Every line with the string "print" should be copied from the data.

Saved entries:
*****

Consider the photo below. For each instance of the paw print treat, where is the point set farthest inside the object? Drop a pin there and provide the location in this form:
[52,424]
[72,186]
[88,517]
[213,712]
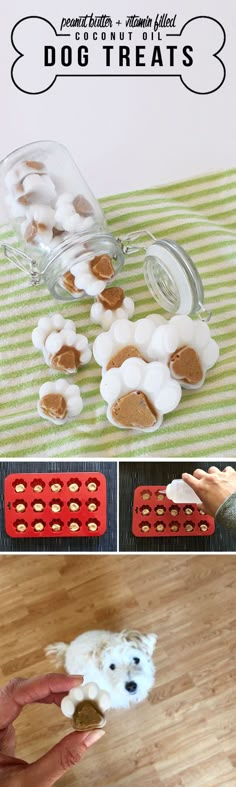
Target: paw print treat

*****

▶ REPLY TO THE TASK:
Consider the photo below. For each instance of the paw print treat, where is the point set farthest inside the object? Drop a pin there and provide the location in this form:
Target: paw print treat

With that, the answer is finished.